--- start of Stored data ---

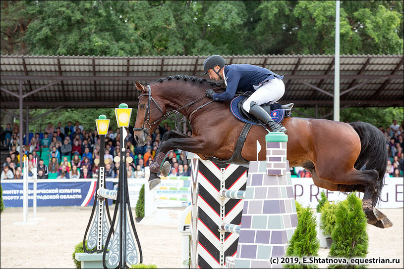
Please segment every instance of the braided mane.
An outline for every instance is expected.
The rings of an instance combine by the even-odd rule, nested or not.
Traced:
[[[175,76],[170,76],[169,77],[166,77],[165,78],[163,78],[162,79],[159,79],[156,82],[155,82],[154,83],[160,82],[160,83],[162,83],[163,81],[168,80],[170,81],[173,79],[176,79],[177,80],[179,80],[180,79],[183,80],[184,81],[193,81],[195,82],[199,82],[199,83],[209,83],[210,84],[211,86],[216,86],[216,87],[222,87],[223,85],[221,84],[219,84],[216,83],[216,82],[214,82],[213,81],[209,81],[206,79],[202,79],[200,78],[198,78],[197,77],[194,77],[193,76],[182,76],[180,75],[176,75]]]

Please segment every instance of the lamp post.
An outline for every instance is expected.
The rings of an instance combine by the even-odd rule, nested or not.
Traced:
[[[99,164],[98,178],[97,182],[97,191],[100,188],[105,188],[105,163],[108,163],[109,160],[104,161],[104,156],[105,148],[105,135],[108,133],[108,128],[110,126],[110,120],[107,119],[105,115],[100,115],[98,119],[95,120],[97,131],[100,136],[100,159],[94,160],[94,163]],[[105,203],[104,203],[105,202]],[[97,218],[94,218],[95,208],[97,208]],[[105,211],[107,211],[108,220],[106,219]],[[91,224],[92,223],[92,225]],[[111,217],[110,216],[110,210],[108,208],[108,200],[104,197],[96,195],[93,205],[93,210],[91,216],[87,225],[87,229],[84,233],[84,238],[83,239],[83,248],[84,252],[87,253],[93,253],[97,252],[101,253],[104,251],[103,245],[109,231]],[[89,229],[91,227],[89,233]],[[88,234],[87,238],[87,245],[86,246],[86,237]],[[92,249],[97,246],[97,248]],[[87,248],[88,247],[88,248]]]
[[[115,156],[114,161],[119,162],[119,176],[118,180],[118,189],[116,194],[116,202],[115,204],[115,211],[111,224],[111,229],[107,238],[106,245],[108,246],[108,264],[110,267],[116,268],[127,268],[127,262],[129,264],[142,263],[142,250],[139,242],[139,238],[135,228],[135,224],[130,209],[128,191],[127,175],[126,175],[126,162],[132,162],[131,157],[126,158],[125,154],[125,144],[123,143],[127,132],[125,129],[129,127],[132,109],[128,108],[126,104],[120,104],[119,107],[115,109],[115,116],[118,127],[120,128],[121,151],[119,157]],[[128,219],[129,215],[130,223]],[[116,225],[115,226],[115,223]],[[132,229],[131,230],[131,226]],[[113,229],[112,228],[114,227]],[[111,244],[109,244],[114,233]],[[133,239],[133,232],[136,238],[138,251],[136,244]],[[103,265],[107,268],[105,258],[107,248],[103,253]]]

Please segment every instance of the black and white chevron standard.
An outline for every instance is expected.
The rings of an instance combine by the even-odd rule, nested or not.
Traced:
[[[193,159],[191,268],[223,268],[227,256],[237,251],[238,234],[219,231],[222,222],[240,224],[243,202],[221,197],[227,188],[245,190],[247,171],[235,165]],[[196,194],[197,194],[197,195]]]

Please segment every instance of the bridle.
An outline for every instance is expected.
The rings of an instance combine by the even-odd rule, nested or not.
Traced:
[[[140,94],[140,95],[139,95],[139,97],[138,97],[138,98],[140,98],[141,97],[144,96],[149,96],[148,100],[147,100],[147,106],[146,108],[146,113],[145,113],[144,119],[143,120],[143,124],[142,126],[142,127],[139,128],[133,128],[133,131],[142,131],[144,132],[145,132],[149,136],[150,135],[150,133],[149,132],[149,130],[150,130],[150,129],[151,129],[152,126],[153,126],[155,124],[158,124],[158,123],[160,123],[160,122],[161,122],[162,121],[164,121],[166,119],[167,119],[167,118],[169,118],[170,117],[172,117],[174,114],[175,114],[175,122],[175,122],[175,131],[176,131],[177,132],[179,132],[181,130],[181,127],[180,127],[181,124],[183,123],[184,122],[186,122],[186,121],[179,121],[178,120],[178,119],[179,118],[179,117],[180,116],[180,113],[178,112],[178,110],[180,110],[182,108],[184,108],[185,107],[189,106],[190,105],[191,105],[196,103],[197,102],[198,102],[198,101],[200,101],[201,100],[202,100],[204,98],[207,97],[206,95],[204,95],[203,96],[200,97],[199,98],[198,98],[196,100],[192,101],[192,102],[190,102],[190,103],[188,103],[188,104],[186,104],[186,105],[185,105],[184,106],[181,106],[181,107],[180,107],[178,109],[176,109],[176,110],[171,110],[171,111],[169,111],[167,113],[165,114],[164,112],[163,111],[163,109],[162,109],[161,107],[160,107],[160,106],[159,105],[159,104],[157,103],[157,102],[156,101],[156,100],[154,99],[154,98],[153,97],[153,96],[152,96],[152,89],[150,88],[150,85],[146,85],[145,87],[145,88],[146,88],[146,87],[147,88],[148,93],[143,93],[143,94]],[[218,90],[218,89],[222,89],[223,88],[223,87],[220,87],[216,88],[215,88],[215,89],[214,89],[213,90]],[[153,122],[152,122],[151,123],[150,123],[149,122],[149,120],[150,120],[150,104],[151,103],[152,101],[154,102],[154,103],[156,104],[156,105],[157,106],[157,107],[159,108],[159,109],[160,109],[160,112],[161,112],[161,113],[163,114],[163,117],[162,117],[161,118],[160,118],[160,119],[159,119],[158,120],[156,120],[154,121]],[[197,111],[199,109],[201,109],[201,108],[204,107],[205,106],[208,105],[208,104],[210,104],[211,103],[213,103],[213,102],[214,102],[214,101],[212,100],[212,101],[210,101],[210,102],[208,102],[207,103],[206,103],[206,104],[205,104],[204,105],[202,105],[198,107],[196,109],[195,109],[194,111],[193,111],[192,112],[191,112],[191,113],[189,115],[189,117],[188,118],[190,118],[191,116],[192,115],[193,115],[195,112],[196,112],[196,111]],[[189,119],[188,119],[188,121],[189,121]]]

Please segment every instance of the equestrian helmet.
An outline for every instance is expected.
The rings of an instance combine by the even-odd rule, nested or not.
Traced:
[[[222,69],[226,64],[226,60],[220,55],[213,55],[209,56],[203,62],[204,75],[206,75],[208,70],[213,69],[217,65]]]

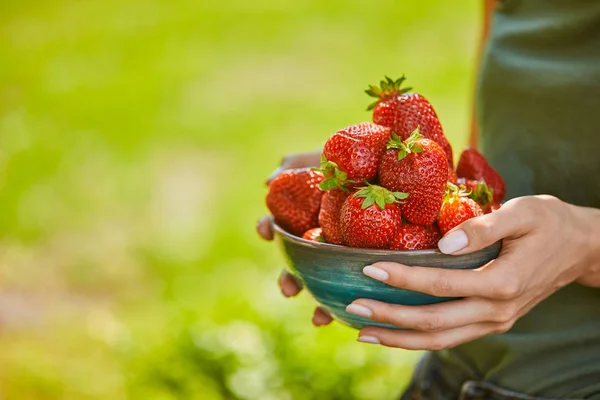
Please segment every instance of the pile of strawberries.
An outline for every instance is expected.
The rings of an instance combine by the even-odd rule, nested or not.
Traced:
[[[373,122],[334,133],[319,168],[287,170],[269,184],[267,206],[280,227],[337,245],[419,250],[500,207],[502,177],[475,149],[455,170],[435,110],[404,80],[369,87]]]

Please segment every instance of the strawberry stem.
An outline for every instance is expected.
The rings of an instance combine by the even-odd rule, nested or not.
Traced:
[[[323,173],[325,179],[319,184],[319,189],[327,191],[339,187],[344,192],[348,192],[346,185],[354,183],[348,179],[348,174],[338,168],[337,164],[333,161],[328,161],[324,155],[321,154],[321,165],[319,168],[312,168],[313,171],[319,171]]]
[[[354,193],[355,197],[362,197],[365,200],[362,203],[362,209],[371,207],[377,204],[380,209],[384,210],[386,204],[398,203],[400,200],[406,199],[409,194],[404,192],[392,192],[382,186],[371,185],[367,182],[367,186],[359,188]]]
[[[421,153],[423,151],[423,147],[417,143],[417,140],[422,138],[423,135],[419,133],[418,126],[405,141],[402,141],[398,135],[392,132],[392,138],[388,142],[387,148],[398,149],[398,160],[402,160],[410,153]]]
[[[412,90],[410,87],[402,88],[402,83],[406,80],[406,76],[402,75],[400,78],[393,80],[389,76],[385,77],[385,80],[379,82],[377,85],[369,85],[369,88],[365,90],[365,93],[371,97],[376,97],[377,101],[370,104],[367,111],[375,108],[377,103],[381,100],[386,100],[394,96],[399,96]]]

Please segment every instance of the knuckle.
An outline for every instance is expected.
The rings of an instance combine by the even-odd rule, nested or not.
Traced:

--- end of Stored data ---

Short exercise - Copy out the lines running from the one that contains "Please segment every instance of the knuckle." through the end of the records, both included, swapping "outline" for "contour" and leaving everything else unchanged.

Answer below -
Please segment every instance of the knuckle.
An contour for every instance is expected.
The rings of an instance combine by the even-odd rule, nested or not.
Traced:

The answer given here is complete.